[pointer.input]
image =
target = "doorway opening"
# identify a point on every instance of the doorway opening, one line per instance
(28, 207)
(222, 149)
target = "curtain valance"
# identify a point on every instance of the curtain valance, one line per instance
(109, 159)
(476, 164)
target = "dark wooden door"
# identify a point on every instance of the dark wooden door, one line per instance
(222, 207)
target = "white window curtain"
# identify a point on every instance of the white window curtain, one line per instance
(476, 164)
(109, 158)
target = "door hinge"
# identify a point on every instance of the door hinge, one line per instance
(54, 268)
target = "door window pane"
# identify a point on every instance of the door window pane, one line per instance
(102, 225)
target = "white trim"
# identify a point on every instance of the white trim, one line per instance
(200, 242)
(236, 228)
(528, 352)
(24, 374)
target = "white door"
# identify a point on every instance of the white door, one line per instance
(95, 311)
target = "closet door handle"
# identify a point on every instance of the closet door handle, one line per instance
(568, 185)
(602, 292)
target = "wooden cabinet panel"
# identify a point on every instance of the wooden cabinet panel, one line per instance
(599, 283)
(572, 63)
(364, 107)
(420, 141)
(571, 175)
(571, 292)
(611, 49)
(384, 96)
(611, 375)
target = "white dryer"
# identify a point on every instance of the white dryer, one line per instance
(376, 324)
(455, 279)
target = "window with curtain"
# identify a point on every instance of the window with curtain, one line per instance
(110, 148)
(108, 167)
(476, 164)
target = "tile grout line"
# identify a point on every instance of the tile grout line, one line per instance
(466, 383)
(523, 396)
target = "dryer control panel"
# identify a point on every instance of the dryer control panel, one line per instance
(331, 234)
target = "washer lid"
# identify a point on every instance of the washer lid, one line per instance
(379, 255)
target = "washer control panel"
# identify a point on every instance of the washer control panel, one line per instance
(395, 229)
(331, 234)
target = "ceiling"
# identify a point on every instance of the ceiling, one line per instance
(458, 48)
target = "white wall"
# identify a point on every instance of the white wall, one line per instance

^^^^^^^^

[PROBLEM DESCRIPTION]
Please repeat the material above, word for word and in full.

[OUTPUT FOR THIS EXERCISE]
[pointer.input]
image =
target = "doorway opening"
# identify a point on every instance of the doorway opening, one line per instance
(28, 207)
(222, 149)
target = "curtain valance"
# identify a point on every instance of the curtain valance, one line per instance
(109, 159)
(476, 164)
target = "dark wooden door"
# identify a point on every instance of the dark wooden door, one line per instance
(222, 207)
target = "white window curtain"
# identify a point on every instance of the white window curtain, one line per instance
(476, 164)
(109, 158)
target = "door hinge"
# identify a point on every instance of the door hinge, one line per instance
(54, 268)
target = "door window pane"
# identify a point on every instance of the door window pane, one line per instance
(102, 225)
target = "white trim"
# identify a point on every instance of the white trim, one line per instance
(200, 242)
(236, 228)
(528, 352)
(24, 374)
target = "white door"
# identify a point on every instance of the white door, one line per instance
(95, 311)
target = "closet door handle"
# identify a point on every instance of the closet door handle, one line per instance
(568, 185)
(602, 292)
target = "wooden cabinet panel"
# identify a point on every instance of the wooden cabinet panel, one line per instance
(599, 283)
(572, 63)
(364, 107)
(420, 141)
(571, 175)
(571, 292)
(611, 49)
(384, 96)
(611, 375)
target = "white dryer"
# identify a point on every instance of the white dryer, one line per instance
(376, 324)
(455, 279)
target = "window with curtain"
# identify a point on every instance of the window with curtain, one line per instance
(110, 148)
(108, 167)
(476, 164)
target = "tile grout line"
# identify a point on every instance of the tile grout line, one line per instance
(466, 383)
(523, 396)
target = "dryer control panel"
# identify a point on every instance of the dryer control panel, one line per instance
(331, 234)
target = "washer lid"
# identify a point on every instance of the washer lid, one line per instance
(379, 255)
target = "washer control panel"
# identify a point on every instance of the washer control panel, one line per instance
(395, 229)
(331, 234)
target = "ceiling"
# identify a point on every instance of the ceiling, one line per instance
(458, 48)
target = "white wall"
# identify a point on every instance of the white wall, one line per instance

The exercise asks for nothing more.